(Beginning of Document text)

Metro

Judge blasts city in firing of teacher charged with raping kid

A Manhattan judge known for pro-teacher rulings may overturn the firing of a middle-school teacher accused of bedding her 12-year-old student because she says the city did not play fair.

Supreme Court Judge Alice Schlesinger blasted the city Department of Education, saying it apparently used evidence sealed after teacher Claudia Tillery was acquitted in a criminal trial.

“I do agree that a teacher having a relationship with a 12-year-old boy, or a girl, is way, way, way beyond acceptable,” Schlesinger said in a hearing ​last ​week. “But they had no authority to unseal a sealed record.”

Tillery, who taught at MS 35 in Bedford-Stuyvesant, was charged in November 2011 with rape, having repeated sex with a male student in her home and in a motel while plying him with liquor and marijuana and with giving him cash and gifts.

But a Brooklyn jury acquitted Tillery in April 2014 after her two kids and their homeless, schizophrenic father testified in her defense.

A mountain of evidence included the student’s video of Tillery putting her pants on, 8,000 text messages between the two and a DNA analysis finding​ both her and the kid’s saliva on her comforter.

The DOE then used the same evidence against Tillery in a hearing to fire her, calling them “official records.”

Schlesinger called Tillery’s underlying case “egregious and disgusting.” But she added: “It’s clear that no one ever went to court to get an [unsealing] order . . . And it probably would have been denied.”

The city would not say how it obtained the criminal evidence, but Nick Paolucci, a spokesman for the Law Department, insisted, “All the evidence DOE used in its termination proceedings was obtained and used lawfully.”

Helen Peterson, a spokeswoman for the Brooklyn District Attorney’s Office, said, “We did not turn over any sealed trial evidence to anyone. The DOE had its own investigator collecting evidence independently.” An assistant DA testified at the DOE hearing under a subpoena, she added.

Schlesinger, who in 2012 overturned the firing of two female teachers caught trysting in a darkened classroom, has salvaged teachers’ jobs if she found the city violated rules in firing them.

“Alice is not one to let rapists and killers out on the street,” said Betsy Combier, a paralegal who defends accused educators. “But don’t violate procedure in front of her and don’t use information you shouldn’t have had. She’s not going to allow it.”

Schlesinger deferred ​her decision on Tillery until both sides submit additional written arguments.

(End of Document text)
(Beginning of Dataset entries)

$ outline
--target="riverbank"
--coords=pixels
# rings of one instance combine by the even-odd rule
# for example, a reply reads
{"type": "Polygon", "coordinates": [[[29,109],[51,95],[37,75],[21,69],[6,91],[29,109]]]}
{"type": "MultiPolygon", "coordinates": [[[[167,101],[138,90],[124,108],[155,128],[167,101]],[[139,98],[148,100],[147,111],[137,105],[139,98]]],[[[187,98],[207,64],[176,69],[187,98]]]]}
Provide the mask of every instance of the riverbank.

(End of Dataset entries)
(Beginning of Dataset entries)

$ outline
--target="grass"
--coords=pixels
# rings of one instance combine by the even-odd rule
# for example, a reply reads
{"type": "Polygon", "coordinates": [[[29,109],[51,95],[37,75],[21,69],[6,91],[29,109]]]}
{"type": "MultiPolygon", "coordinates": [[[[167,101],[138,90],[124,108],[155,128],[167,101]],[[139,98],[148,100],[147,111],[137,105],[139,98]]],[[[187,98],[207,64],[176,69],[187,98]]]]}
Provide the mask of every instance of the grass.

(End of Dataset entries)

* What is required *
Rewrite the article about the teacher's firing from "Schlesinger called Tillery’s" to "subpoena, she added.", replacing "spokeswoman" with "representative".

* Your response *
Schlesinger called Tillery’s underlying case “egregious and disgusting.” But she added: “It’s clear that no one ever went to court to get an [unsealing] order . . . And it probably would have been denied.”

The city would not say how it obtained the criminal evidence, but Nick Paolucci, a spokesman for the Law Department, insisted, “All the evidence DOE used in its termination proceedings was obtained and used lawfully.”

Helen Peterson, a representative for the Brooklyn District Attorney’s Office, said, “We did not turn over any sealed trial evidence to anyone. The DOE had its own investigator collecting evidence independently.” An assistant DA testified at the DOE hearing under a subpoena, she added.